# RECORDED DATA:
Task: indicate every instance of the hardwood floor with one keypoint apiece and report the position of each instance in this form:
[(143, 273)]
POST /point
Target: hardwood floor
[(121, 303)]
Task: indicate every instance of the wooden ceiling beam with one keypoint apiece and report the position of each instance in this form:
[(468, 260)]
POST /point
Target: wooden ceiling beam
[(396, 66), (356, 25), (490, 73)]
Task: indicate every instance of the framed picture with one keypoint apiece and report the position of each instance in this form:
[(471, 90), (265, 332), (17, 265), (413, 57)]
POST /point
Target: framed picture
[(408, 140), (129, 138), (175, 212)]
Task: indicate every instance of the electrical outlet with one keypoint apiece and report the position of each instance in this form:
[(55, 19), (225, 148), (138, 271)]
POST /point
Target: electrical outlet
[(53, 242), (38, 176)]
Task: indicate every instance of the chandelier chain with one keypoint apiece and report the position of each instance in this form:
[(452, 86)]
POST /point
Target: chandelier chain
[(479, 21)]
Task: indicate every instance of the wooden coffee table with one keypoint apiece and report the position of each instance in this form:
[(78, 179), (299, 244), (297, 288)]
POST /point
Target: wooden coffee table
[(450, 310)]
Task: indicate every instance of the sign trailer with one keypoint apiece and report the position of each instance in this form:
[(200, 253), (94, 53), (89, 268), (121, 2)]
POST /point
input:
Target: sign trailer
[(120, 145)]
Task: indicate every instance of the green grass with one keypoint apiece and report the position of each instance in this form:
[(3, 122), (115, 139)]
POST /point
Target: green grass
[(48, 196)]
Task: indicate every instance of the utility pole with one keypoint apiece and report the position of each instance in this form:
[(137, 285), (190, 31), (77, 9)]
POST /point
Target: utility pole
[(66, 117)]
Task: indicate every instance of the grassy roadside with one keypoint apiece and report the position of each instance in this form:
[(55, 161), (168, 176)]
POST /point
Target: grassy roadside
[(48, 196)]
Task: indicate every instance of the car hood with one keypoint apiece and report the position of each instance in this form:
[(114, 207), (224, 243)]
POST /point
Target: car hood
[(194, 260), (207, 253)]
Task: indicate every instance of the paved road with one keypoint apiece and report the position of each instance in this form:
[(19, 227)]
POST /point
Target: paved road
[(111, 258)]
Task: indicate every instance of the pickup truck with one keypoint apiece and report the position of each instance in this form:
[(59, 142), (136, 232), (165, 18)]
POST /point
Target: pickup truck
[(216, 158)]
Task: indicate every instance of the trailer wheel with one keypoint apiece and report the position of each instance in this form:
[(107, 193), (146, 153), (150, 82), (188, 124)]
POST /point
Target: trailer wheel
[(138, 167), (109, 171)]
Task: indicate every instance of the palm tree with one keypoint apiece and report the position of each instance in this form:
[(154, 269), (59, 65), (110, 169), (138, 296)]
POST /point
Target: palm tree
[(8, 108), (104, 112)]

# EXERCISE:
Each line of the material above must be retyped precisely.

# CORRECT RESULT:
Task: indicate every instance of the hardwood floor with one keypoint apiece and report the position of each instance in this form:
[(143, 273)]
POST /point
Target: hardwood floor
[(121, 303)]
Task: indicate every instance of the wooden ceiling beam with one keypoint apiece and report the position of each instance in this form:
[(468, 260)]
POST /point
Target: wooden ceiling beam
[(396, 66), (356, 25), (490, 73)]
Task: indicate every instance of the framed picture with one keypoint apiece and report the position of each instance in this form:
[(471, 90), (265, 332), (17, 265), (413, 57)]
POST /point
Target: framed picture
[(408, 140), (129, 138), (175, 212)]
Task: indicate every instance of the electrical outlet with one keypoint apiece and report the position of each instance in this form:
[(55, 19), (225, 148), (138, 271)]
POST /point
Target: electrical outlet
[(53, 242), (38, 176)]
Task: indicate every instance of the chandelier chain with one keypoint apiece and report the position of each instance in this form:
[(452, 86)]
POST /point
Target: chandelier chain
[(479, 21)]
Task: indicate every instance of the wooden coffee table with one keypoint apiece and report the position of each instance in this form:
[(78, 179), (299, 244), (297, 288)]
POST /point
Target: wooden coffee table
[(450, 310)]
Task: indicate every instance of the sign trailer with one keypoint apiece and report the position of each instance in this form:
[(200, 253), (94, 53), (89, 268), (121, 2)]
POST /point
input:
Target: sign trailer
[(120, 145)]
Task: indicate every instance of the green grass with one keypoint apiece and report the position of each instance in this form:
[(3, 122), (115, 139)]
POST /point
Target: green grass
[(48, 196)]
Task: indicate every instance of the utility pole with one keypoint apiece and report the position of each instance in this form:
[(137, 285), (190, 31), (77, 9)]
POST /point
Target: utility pole
[(66, 117)]
Task: indicate every instance of the grassy roadside with one keypoint apiece and report the position of each instance in this form:
[(55, 161), (168, 176)]
POST /point
Target: grassy roadside
[(48, 196)]
Task: indicate every instance of the car hood with one keypoint apiece and report the position of each instance in this form:
[(114, 207), (224, 243)]
POST /point
Target: car hood
[(194, 260), (207, 253)]
Task: indicate every instance of the paved road with one keypoint apiece and report the position of each instance in this form:
[(19, 227)]
POST /point
Target: paved road
[(111, 258)]
Task: indicate every instance of the pickup truck with one keypoint apiece and report the position of each instance in this form:
[(59, 142), (136, 232), (165, 18)]
POST /point
Target: pickup truck
[(216, 158)]
Task: indicate every instance of the trailer wheel with one keypoint apiece and report the position of each instance in this form:
[(107, 193), (146, 153), (150, 82), (188, 124)]
POST /point
Target: trailer wheel
[(138, 167), (109, 171)]
Task: indicate every instance of the palm tree with one keypoint apiece and report the position of each instance in this form:
[(154, 269), (59, 65), (110, 169), (138, 296)]
POST /point
Target: palm tree
[(8, 108), (104, 112)]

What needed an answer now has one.